# The task
Please give the entries again in full and exactly, without any picture.
=== Data for this exercise ===
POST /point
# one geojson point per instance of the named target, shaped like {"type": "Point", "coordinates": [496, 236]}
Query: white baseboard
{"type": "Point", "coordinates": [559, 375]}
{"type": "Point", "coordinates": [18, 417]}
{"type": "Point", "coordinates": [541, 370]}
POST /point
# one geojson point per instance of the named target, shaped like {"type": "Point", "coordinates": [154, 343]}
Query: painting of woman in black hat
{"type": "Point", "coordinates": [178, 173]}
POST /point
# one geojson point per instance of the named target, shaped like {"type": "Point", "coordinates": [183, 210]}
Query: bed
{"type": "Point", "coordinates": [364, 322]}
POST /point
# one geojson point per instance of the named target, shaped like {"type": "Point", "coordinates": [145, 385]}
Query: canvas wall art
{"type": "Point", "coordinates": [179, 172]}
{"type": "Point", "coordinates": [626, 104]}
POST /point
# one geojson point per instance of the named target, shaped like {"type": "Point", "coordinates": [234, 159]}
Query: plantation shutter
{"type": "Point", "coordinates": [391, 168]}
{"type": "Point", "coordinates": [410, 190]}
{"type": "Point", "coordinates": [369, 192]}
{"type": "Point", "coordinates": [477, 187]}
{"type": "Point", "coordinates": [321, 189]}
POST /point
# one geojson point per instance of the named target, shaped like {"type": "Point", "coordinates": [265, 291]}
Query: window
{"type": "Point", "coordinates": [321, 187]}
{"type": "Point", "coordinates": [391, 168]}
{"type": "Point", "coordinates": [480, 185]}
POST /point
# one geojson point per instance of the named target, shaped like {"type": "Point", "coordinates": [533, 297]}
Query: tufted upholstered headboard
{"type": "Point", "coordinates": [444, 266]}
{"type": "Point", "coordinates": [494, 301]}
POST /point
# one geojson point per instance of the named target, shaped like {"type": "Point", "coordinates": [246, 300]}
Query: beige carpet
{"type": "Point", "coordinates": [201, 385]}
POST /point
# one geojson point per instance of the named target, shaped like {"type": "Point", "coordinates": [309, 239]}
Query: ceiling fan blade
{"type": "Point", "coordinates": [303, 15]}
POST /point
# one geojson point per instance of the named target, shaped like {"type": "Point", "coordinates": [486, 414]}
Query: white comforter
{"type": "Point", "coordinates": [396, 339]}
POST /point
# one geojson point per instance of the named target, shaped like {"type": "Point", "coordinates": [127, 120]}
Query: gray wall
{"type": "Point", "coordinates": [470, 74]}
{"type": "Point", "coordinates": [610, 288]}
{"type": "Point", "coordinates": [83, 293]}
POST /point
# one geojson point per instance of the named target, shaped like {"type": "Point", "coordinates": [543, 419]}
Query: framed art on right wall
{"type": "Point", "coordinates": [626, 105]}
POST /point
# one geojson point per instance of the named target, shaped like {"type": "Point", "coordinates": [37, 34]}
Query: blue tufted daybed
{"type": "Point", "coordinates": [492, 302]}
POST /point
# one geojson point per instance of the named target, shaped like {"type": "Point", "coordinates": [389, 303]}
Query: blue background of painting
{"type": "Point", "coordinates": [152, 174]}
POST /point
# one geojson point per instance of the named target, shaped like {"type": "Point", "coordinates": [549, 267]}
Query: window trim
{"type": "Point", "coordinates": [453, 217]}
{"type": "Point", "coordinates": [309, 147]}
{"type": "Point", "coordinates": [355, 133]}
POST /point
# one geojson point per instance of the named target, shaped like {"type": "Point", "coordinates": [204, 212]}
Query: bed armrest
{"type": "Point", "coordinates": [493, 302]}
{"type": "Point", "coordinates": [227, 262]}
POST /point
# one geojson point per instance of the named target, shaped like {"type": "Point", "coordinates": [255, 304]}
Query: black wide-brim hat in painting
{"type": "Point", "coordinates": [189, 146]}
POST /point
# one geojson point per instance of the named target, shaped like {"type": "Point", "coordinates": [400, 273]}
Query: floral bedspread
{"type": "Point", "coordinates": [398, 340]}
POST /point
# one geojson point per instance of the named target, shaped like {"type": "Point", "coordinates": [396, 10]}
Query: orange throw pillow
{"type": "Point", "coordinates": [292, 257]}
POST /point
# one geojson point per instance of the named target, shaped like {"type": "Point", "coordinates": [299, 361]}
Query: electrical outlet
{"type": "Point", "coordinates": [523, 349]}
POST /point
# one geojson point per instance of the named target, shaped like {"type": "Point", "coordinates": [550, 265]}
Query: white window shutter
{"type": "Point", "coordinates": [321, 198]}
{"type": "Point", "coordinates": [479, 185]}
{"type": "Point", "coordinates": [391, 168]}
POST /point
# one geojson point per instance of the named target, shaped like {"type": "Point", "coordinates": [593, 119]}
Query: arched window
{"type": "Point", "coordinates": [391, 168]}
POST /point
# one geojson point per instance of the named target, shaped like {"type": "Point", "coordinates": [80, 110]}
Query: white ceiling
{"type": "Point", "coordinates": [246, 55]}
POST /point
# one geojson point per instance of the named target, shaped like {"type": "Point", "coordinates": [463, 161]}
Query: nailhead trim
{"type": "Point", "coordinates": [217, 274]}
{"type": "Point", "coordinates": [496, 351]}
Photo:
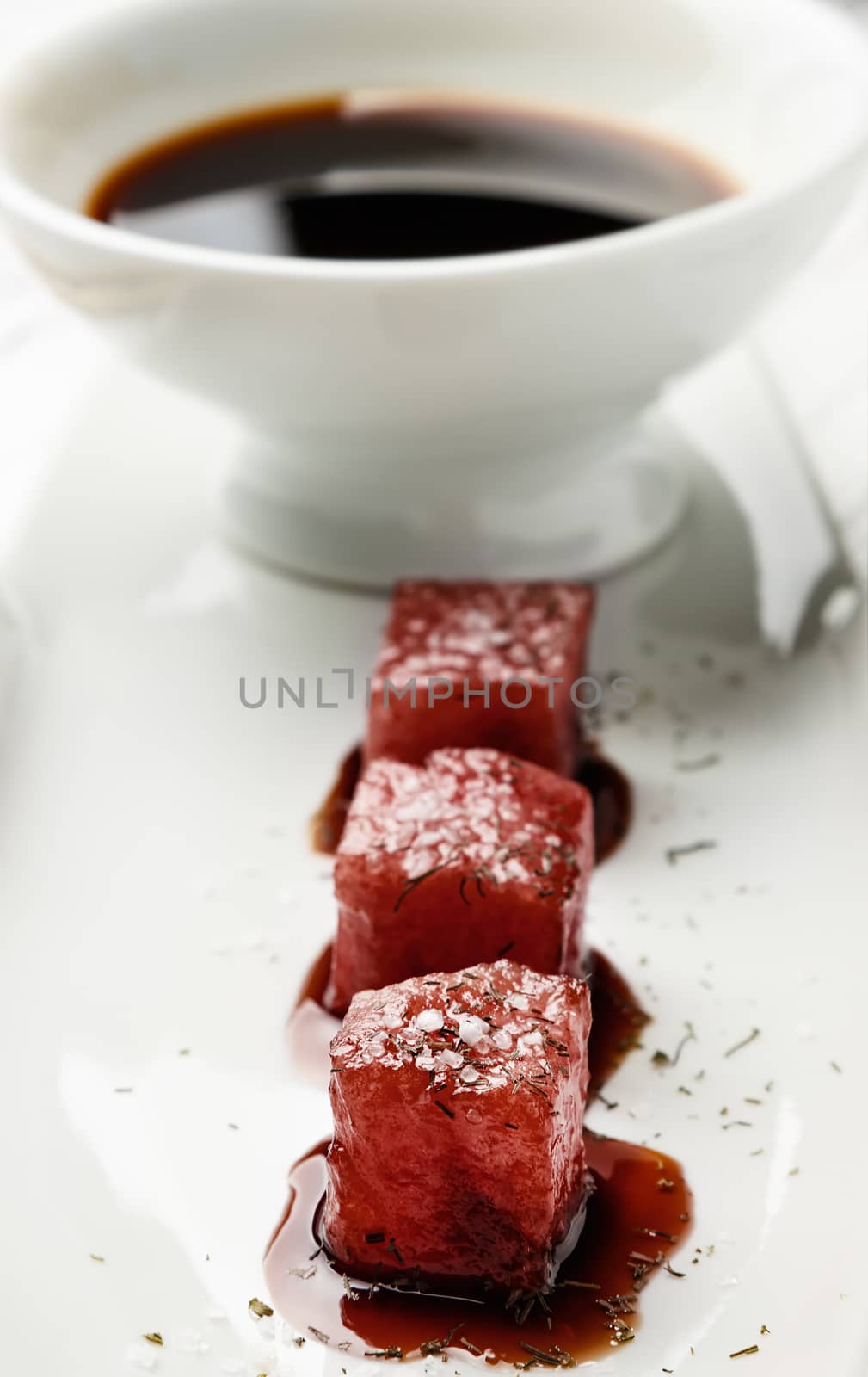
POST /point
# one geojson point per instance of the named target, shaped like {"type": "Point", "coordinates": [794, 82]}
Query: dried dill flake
===
# The answer
POST /point
# one geojson point per instance of the named target, shaped like {"type": "Point", "coordinates": [496, 236]}
Query: white baseboard
{"type": "Point", "coordinates": [559, 375]}
{"type": "Point", "coordinates": [18, 417]}
{"type": "Point", "coordinates": [541, 370]}
POST /point
# one geojson point per instance of the named target, shaped like {"type": "Point", "coordinates": [154, 343]}
Query: painting of woman in black hat
{"type": "Point", "coordinates": [178, 173]}
POST /point
# one geojson point per instance of the named target, shaped like {"type": "Point", "coordinates": [183, 210]}
Query: bed
{"type": "Point", "coordinates": [364, 322]}
POST /point
# one geojson point per instance of the named target, shaped like {"type": "Point", "coordinates": [145, 385]}
Query: canvas wall art
{"type": "Point", "coordinates": [179, 172]}
{"type": "Point", "coordinates": [626, 104]}
POST /point
# one geojson point per instance of the named target, shaped like {"type": "Point", "coordinates": [234, 159]}
Query: plantation shutter
{"type": "Point", "coordinates": [391, 168]}
{"type": "Point", "coordinates": [410, 190]}
{"type": "Point", "coordinates": [369, 192]}
{"type": "Point", "coordinates": [477, 187]}
{"type": "Point", "coordinates": [321, 189]}
POST /point
# one geojson point per instance of the named target, shaped like {"type": "Point", "coordinates": [265, 291]}
Query: window
{"type": "Point", "coordinates": [321, 187]}
{"type": "Point", "coordinates": [391, 168]}
{"type": "Point", "coordinates": [480, 185]}
POST /point
# one geojson point per instance of the named target, shaped like {"type": "Point", "coordinates": [533, 297]}
Query: tufted upholstered headboard
{"type": "Point", "coordinates": [444, 266]}
{"type": "Point", "coordinates": [494, 301]}
POST /point
# one geojson point per instance of the named target, shaped like {"type": "Point", "coordinates": [246, 300]}
Query: beige carpet
{"type": "Point", "coordinates": [201, 385]}
POST /point
# one geojson point per instance of the named target, shaped like {"type": "Point", "coordinates": [309, 239]}
Query: ceiling fan blade
{"type": "Point", "coordinates": [303, 15]}
POST /point
# one geojson point per instance of the named target, shaped like {"type": "Point", "coordinates": [486, 414]}
Query: white comforter
{"type": "Point", "coordinates": [396, 339]}
POST /point
# one geojson point per instance of the named target, shaped like {"type": "Point", "coordinates": [127, 120]}
Query: gray wall
{"type": "Point", "coordinates": [470, 74]}
{"type": "Point", "coordinates": [610, 288]}
{"type": "Point", "coordinates": [83, 293]}
POST /point
# one geojson point per instance of the named target, shaped like {"type": "Point", "coordinates": [543, 419]}
Query: framed art on right wall
{"type": "Point", "coordinates": [626, 105]}
POST /point
# one geojson point per instance of the named target, shaped like {"type": "Point", "coordinates": [37, 34]}
Query: blue tufted daybed
{"type": "Point", "coordinates": [492, 302]}
POST /point
# one geojson point per instance of the named target, shaped like {"type": "Point", "coordinates": [389, 303]}
Query: blue background of painting
{"type": "Point", "coordinates": [152, 174]}
POST /point
# one geojson point per instance of the named target, shaped like {"type": "Point", "coordinates": [549, 267]}
Query: window trim
{"type": "Point", "coordinates": [453, 217]}
{"type": "Point", "coordinates": [309, 147]}
{"type": "Point", "coordinates": [355, 133]}
POST /point
# one geojson point per instance of the named target, shaped like {"type": "Point", "coordinates": [204, 212]}
Query: bed armrest
{"type": "Point", "coordinates": [493, 302]}
{"type": "Point", "coordinates": [227, 262]}
POST /point
# one geojson point per instance of the named target, shaped like {"type": "Point", "coordinates": [255, 304]}
Query: black wide-brim hat in painting
{"type": "Point", "coordinates": [189, 146]}
POST /point
# one geojson point per instance of the named target, shaped like {"type": "Point", "coordinates": [400, 273]}
Query: floral bedspread
{"type": "Point", "coordinates": [398, 340]}
POST /point
# one geojson point per instance of the named target, shaped like {"type": "Point", "coordinates": [396, 10]}
Query: orange throw pillow
{"type": "Point", "coordinates": [292, 257]}
POST /point
# one geojson point per instance of the named target, shaped like {"type": "Point", "coordinates": [299, 361]}
Query: electrical outlet
{"type": "Point", "coordinates": [523, 349]}
POST /point
# one geojson point per instance of the named target, shaped like {"type": "Point", "coordinates": [550, 265]}
Query: white window shutter
{"type": "Point", "coordinates": [321, 198]}
{"type": "Point", "coordinates": [479, 185]}
{"type": "Point", "coordinates": [391, 168]}
POST /point
# one geojson point per instance of the named target, shaped like {"type": "Point", "coordinates": [593, 119]}
Query: arched window
{"type": "Point", "coordinates": [391, 168]}
POST /point
# one geojson point per instance of the named target, shaped like {"type": "Point", "coordinates": [80, 110]}
Query: white ceiling
{"type": "Point", "coordinates": [246, 55]}
POST /point
# one geojson point per instance of the named target, shaped like {"type": "Point", "coordinates": [463, 161]}
Query: nailhead trim
{"type": "Point", "coordinates": [217, 274]}
{"type": "Point", "coordinates": [496, 351]}
Photo:
POST /point
# one geojson point per instance of the named target, shaped like {"type": "Point", "coordinates": [794, 82]}
Query: dried dill flake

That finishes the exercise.